* [Supplied entries]
● ● ●

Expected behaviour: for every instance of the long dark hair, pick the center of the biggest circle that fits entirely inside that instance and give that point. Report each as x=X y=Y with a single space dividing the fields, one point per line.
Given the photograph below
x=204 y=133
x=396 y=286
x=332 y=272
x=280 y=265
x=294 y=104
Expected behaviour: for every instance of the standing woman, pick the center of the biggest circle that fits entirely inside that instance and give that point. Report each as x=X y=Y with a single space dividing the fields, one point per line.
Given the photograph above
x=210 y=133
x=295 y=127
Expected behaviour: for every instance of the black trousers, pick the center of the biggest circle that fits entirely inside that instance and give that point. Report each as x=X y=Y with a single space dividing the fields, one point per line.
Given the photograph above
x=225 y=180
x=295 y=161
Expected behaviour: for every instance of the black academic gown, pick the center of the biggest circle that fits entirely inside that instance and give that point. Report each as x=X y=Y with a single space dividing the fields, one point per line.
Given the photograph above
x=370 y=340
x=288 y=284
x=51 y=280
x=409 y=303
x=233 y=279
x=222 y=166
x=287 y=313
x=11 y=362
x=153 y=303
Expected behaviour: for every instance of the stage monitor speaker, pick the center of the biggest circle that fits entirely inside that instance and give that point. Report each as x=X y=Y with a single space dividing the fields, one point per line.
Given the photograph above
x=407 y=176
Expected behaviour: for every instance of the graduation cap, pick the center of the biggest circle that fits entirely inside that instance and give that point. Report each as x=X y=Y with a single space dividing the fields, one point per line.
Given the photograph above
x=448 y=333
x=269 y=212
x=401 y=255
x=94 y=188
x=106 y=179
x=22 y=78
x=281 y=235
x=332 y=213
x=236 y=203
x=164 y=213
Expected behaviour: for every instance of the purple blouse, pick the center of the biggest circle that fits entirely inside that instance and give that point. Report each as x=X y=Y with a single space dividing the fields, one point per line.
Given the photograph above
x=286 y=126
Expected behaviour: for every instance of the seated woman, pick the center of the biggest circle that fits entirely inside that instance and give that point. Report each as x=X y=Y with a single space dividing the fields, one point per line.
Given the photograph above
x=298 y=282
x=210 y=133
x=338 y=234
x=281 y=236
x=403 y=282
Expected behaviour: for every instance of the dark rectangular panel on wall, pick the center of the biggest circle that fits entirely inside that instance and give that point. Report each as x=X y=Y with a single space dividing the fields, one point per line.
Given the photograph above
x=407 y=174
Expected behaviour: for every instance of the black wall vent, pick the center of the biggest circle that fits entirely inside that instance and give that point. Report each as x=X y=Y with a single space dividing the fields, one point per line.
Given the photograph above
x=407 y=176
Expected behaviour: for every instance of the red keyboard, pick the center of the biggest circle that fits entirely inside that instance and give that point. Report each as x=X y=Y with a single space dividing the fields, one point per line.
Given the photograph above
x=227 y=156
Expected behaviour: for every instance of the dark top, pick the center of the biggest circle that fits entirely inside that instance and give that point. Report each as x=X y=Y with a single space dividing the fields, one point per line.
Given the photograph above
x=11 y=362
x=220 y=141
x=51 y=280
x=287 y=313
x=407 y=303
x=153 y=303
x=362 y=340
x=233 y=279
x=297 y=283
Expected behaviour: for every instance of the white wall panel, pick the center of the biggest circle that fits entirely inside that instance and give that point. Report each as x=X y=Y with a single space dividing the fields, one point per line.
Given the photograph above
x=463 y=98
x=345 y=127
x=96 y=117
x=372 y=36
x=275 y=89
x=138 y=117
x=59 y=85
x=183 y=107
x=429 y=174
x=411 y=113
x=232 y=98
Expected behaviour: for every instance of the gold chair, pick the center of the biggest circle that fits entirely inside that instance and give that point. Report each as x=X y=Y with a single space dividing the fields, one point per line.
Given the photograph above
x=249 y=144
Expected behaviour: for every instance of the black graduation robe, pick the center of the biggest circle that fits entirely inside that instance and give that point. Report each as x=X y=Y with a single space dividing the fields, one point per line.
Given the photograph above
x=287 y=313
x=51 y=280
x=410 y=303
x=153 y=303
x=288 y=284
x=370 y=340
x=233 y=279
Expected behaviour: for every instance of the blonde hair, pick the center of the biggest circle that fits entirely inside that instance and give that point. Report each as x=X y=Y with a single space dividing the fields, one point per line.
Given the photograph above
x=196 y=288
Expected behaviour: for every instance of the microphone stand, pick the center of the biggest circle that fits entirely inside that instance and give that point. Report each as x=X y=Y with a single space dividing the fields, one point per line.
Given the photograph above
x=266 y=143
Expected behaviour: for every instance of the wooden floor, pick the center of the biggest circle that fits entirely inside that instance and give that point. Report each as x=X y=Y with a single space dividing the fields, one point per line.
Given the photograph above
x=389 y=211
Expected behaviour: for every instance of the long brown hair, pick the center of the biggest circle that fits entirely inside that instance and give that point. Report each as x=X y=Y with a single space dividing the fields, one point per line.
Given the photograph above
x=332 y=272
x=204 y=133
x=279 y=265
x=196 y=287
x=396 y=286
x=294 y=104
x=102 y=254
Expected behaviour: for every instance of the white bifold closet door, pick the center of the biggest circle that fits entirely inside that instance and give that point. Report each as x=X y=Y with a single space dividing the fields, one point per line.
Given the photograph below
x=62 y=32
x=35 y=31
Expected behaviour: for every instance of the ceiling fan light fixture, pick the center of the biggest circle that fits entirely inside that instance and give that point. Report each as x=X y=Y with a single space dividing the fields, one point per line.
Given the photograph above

● ● ●

* [What you are asked to do] Repeat the data above in full, word for word.

* [Answer section]
Expected behaviour: for every instance of the long dark hair, pick the center of the biggest circle that fits entirely inside that instance and give that point. Report each as x=X y=Y with a single space dividing the fields, one point per line.
Given the photograph below
x=204 y=133
x=396 y=286
x=332 y=272
x=280 y=265
x=294 y=104
Expected behaviour: for every instance of the standing woman, pick the center of the biggest circle that fits entirely inside that instance and give that point. Report each as x=X y=Y with a single space dividing the fields, one point per line.
Given the photograph above
x=210 y=133
x=295 y=127
Expected behaviour: for every instance of the black trousers, pick the center of the biggest circle that fits entirely inside that instance and give that point. Report each as x=X y=Y with a single space dividing the fields, one point per line.
Given the photograph above
x=225 y=180
x=295 y=161
Expected behaviour: for every instance of the black academic gown, pick the center of the biggest circle that fits entirely inside that instance and give that point. Report each as x=X y=Y with a single space dividing the fields, one point per line.
Given the photograph above
x=370 y=340
x=288 y=284
x=51 y=280
x=409 y=303
x=233 y=279
x=222 y=166
x=287 y=313
x=11 y=362
x=153 y=303
Expected behaviour: for every instance of the stage monitor speaker, pick the center of the biggest circle that fits entirely inside that instance and give that point. Report each as x=X y=Y with a single space dividing the fields, one point per line.
Given the photograph above
x=407 y=176
Expected behaviour: for every instance of the graduation cap, pick the center of the biggest circle that fits entirely inside that instance and give that point. Report each as x=X y=Y with a single space dividing the fields, one point per line.
Given the photograph above
x=448 y=333
x=269 y=212
x=401 y=255
x=94 y=188
x=106 y=179
x=22 y=78
x=281 y=235
x=332 y=213
x=236 y=203
x=164 y=213
Expected behaviour: for every instance of the purple blouse, pick the center of the biggest circle that fits entirely inside that instance and give that point. Report each as x=X y=Y with a single space dividing the fields, one point per line.
Given the photograph above
x=286 y=126
Expected behaviour: for every instance of the seated woman, pick the center of the biggest circle that fits entirely inside that instance and give that point. Report each as x=X y=Y with a single space dividing the fields, one point per line.
Given the photograph above
x=298 y=282
x=210 y=133
x=338 y=234
x=281 y=236
x=403 y=282
Expected behaviour: for every instance of the dark rectangular panel on wall, pick the center of the biggest circle that fits entirely inside that instance and give that point. Report each as x=X y=Y with a single space dividing the fields, one point per line.
Given the photograph above
x=407 y=174
Expected behaviour: for every instance of the black wall vent, pick the center of the biggest circle that fits entirely inside that instance and give that point. Report each as x=X y=Y with a single space dividing the fields, one point per line.
Given the photograph above
x=407 y=176
Expected behaviour: for every instance of the red keyboard, pick the center of the biggest circle that fits entirely inside that instance and give that point. Report each as x=X y=Y with a single space dividing the fields, one point per line.
Given the photograph above
x=227 y=156
Expected behaviour: for every instance of the dark top, pick the center of the biggest circle that fits entirely inside that instance and give that point. Report each as x=X y=Y with a single space dividing the fields, one point per line.
Given the photograph above
x=11 y=362
x=220 y=141
x=51 y=280
x=287 y=313
x=407 y=303
x=153 y=303
x=362 y=340
x=233 y=279
x=297 y=283
Expected behaviour: for every instance of the white wall panel, pick the center of the biggest circle that fits entirely inside that instance and give that point. Report each as x=X y=Y with a single space dividing the fields, one point per line.
Given the photograph above
x=463 y=98
x=345 y=127
x=96 y=117
x=372 y=36
x=275 y=89
x=138 y=117
x=59 y=85
x=183 y=107
x=429 y=174
x=411 y=113
x=232 y=98
Expected behaviour: for every instance of the gold chair, pick the center of the biggest circle that fits entirely inside that instance and give that point. Report each as x=X y=Y with a single space dividing the fields, one point per line.
Given the photograph above
x=249 y=144
Expected behaviour: for every instance of the black graduation robe, pick the center of the biggest circle that fits entirely inside that instance and give that point. Report each as x=X y=Y with a single space dividing the fields, one point per line.
Given the photograph above
x=287 y=313
x=51 y=280
x=410 y=303
x=153 y=303
x=288 y=284
x=370 y=340
x=233 y=279
Expected behaviour: for every instance of the blonde hair, pick the center of the biggest circle that fits entirely inside that instance and give that point. Report each as x=X y=Y with a single space dividing the fields, one point per line.
Given the photograph above
x=196 y=288
Expected behaviour: for every instance of the microphone stand, pick the center of the biggest circle that fits entirely inside that instance and give that point. Report each as x=X y=Y with a single space dividing the fields, one point per line.
Given the photograph above
x=266 y=143
Expected behaviour: for every instance of the wooden floor, pick the center of the biggest circle that fits entirely inside that instance and give that point. Report each as x=X y=Y with a single space dividing the fields, one point per line.
Given the photograph above
x=389 y=211
Expected behaviour: for every instance of the long brown hair, pick the center of the biggest circle that fits entirely inside that instance and give that point. Report each as x=X y=Y with a single space dividing the fields, one point per line.
Given the photograph above
x=332 y=272
x=204 y=133
x=279 y=265
x=196 y=287
x=396 y=286
x=294 y=104
x=102 y=254
Expected behaviour: for every instance of the white bifold closet door, pick the center of the biggest circle that fits entirely inside that instance and give that point. Report each as x=X y=Y with a single space dividing the fields, one point per line.
Given the photograph below
x=62 y=32
x=35 y=31
Expected behaviour: for every instance of the ceiling fan light fixture, pick the center of the biggest circle that fits entirely inside that instance and give that point. Report each as x=X y=Y with a single space dividing the fields, one point per line.
Given the photograph above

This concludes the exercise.